(PROVIDED DATA Opens)

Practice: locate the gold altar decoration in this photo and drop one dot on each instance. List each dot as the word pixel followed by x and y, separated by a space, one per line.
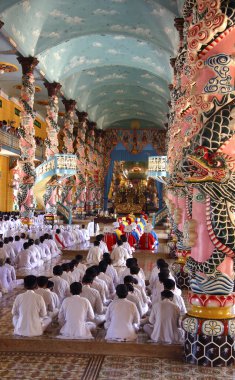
pixel 130 199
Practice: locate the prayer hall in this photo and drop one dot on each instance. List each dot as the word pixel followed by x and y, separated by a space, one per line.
pixel 117 189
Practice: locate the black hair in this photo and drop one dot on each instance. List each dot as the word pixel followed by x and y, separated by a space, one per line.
pixel 121 291
pixel 42 281
pixel 167 294
pixel 76 288
pixel 169 284
pixel 134 269
pixel 162 276
pixel 57 270
pixel 103 266
pixel 30 282
pixel 87 278
pixel 107 258
pixel 26 245
pixel 128 280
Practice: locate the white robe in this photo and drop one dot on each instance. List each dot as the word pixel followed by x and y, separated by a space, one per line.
pixel 5 277
pixel 61 287
pixel 29 314
pixel 164 317
pixel 122 317
pixel 94 256
pixel 74 314
pixel 119 256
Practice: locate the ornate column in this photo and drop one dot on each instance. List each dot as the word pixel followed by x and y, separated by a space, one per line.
pixel 80 193
pixel 27 139
pixel 52 118
pixel 68 125
pixel 91 167
pixel 201 150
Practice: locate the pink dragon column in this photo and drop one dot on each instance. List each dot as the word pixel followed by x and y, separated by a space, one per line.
pixel 27 140
pixel 50 196
pixel 52 119
pixel 68 125
pixel 201 150
pixel 80 193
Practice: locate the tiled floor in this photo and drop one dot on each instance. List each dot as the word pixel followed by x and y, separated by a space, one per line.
pixel 17 366
pixel 22 366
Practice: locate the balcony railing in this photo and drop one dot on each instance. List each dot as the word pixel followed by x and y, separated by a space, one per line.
pixel 11 142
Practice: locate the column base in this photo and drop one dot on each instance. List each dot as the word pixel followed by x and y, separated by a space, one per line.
pixel 209 351
pixel 181 277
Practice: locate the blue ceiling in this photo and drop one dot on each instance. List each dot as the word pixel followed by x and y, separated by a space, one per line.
pixel 111 56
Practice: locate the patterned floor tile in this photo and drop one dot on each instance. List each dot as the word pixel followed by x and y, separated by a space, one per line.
pixel 42 366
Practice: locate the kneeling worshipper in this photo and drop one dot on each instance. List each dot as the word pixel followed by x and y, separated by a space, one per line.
pixel 147 240
pixel 94 255
pixel 75 315
pixel 164 321
pixel 29 311
pixel 109 237
pixel 49 299
pixel 119 255
pixel 122 317
pixel 59 239
pixel 5 277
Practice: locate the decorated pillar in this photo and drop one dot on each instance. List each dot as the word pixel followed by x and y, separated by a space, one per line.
pixel 80 192
pixel 52 118
pixel 91 167
pixel 27 139
pixel 68 125
pixel 201 150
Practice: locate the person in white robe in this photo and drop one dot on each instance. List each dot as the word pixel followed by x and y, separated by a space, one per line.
pixel 108 280
pixel 3 252
pixel 67 274
pixel 95 299
pixel 55 298
pixel 103 245
pixel 94 255
pixel 85 233
pixel 67 236
pixel 55 251
pixel 45 249
pixel 126 245
pixel 142 306
pixel 169 284
pixel 23 260
pixel 119 255
pixel 98 284
pixel 61 286
pixel 14 281
pixel 163 324
pixel 81 267
pixel 59 239
pixel 33 253
pixel 46 294
pixel 93 228
pixel 29 311
pixel 5 276
pixel 8 248
pixel 122 317
pixel 110 271
pixel 75 315
pixel 17 245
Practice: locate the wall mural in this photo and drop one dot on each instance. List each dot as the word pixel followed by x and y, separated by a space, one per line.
pixel 202 169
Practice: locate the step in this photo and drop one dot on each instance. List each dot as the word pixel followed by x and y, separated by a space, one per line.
pixel 67 346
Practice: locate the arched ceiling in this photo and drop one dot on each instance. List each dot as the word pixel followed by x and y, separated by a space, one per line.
pixel 111 56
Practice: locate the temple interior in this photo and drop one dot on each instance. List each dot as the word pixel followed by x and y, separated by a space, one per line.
pixel 117 137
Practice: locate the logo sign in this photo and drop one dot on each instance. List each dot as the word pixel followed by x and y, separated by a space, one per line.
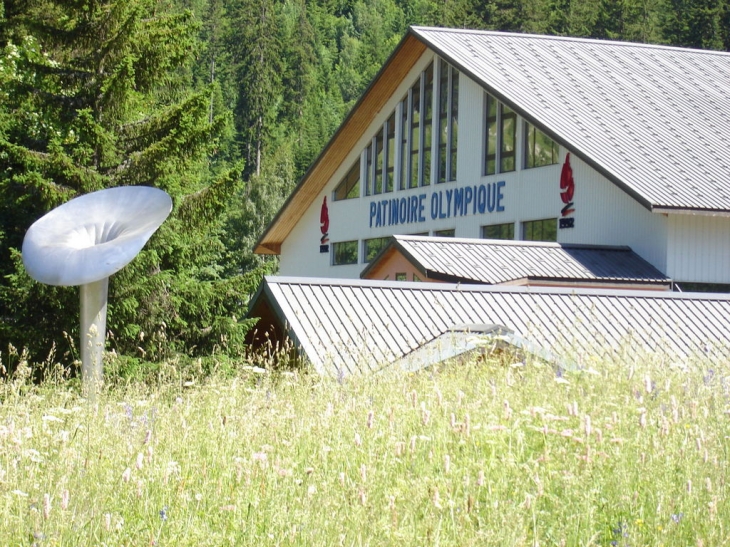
pixel 324 221
pixel 457 202
pixel 567 189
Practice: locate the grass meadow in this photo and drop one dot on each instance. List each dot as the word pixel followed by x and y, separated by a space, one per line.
pixel 482 453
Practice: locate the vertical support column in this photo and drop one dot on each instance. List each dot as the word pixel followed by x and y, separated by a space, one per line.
pixel 93 334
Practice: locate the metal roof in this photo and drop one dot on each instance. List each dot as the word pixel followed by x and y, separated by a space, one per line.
pixel 654 119
pixel 502 261
pixel 349 326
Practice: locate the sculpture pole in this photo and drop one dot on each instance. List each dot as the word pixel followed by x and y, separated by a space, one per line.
pixel 83 242
pixel 93 333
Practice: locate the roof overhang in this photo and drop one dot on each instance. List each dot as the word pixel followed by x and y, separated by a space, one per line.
pixel 380 90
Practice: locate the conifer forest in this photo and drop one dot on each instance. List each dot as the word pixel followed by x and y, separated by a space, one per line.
pixel 223 104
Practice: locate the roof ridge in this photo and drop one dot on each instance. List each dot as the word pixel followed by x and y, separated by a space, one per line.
pixel 581 39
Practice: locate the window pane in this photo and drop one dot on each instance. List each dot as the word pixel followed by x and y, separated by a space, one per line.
pixel 415 135
pixel 373 247
pixel 540 230
pixel 454 121
pixel 499 231
pixel 443 129
pixel 490 146
pixel 378 183
pixel 427 125
pixel 540 149
pixel 507 150
pixel 369 170
pixel 350 186
pixel 344 252
pixel 404 146
pixel 390 150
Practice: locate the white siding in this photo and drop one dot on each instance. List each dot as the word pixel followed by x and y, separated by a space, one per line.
pixel 604 214
pixel 699 248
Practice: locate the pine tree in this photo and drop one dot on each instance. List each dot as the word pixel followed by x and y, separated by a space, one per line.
pixel 256 48
pixel 96 95
pixel 693 23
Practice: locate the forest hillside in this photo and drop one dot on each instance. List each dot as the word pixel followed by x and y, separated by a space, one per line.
pixel 223 104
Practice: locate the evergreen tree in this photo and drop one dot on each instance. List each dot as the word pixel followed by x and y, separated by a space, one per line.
pixel 256 47
pixel 94 97
pixel 693 23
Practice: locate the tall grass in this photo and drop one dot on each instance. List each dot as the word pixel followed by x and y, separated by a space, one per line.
pixel 483 453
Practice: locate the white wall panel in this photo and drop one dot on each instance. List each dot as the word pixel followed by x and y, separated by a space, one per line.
pixel 699 248
pixel 604 214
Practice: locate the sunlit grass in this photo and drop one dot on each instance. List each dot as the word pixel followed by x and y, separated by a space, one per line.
pixel 487 453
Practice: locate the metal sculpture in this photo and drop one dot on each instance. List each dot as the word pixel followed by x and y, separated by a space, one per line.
pixel 83 242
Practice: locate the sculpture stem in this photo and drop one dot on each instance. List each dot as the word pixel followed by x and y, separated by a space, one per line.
pixel 93 334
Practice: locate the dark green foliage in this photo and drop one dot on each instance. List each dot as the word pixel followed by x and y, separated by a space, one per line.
pixel 694 23
pixel 224 104
pixel 96 97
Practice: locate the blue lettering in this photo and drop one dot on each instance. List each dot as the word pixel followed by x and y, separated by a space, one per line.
pixel 441 206
pixel 393 217
pixel 491 197
pixel 500 196
pixel 482 198
pixel 458 202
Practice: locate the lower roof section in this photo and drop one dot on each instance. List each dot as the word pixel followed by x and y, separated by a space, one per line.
pixel 352 326
pixel 495 261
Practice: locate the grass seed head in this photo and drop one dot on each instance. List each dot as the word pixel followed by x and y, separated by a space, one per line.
pixel 46 506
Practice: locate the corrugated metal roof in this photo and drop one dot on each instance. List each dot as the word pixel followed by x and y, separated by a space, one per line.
pixel 349 326
pixel 501 261
pixel 654 119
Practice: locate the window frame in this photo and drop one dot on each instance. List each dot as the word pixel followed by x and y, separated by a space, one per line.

(PROVIDED DATA Closes)

• **WHAT YOU ARE ASKED TO DO**: The required output is every line from the one with "Practice: locate the corrugated" to the final line of the entries, repeated exactly and with nothing else.

• **ANSWER BELOW**:
Practice: locate the corrugated metal roof in this photo and drop one dot on each instance. List each dot as the word pixel followed by x and y, separated by a space, one per line.
pixel 349 326
pixel 501 261
pixel 654 119
Practice: locate the window frame in this photo and drop one dot on each instance. List each dot as the word pixel followed by x and y, separated by a space, one per line.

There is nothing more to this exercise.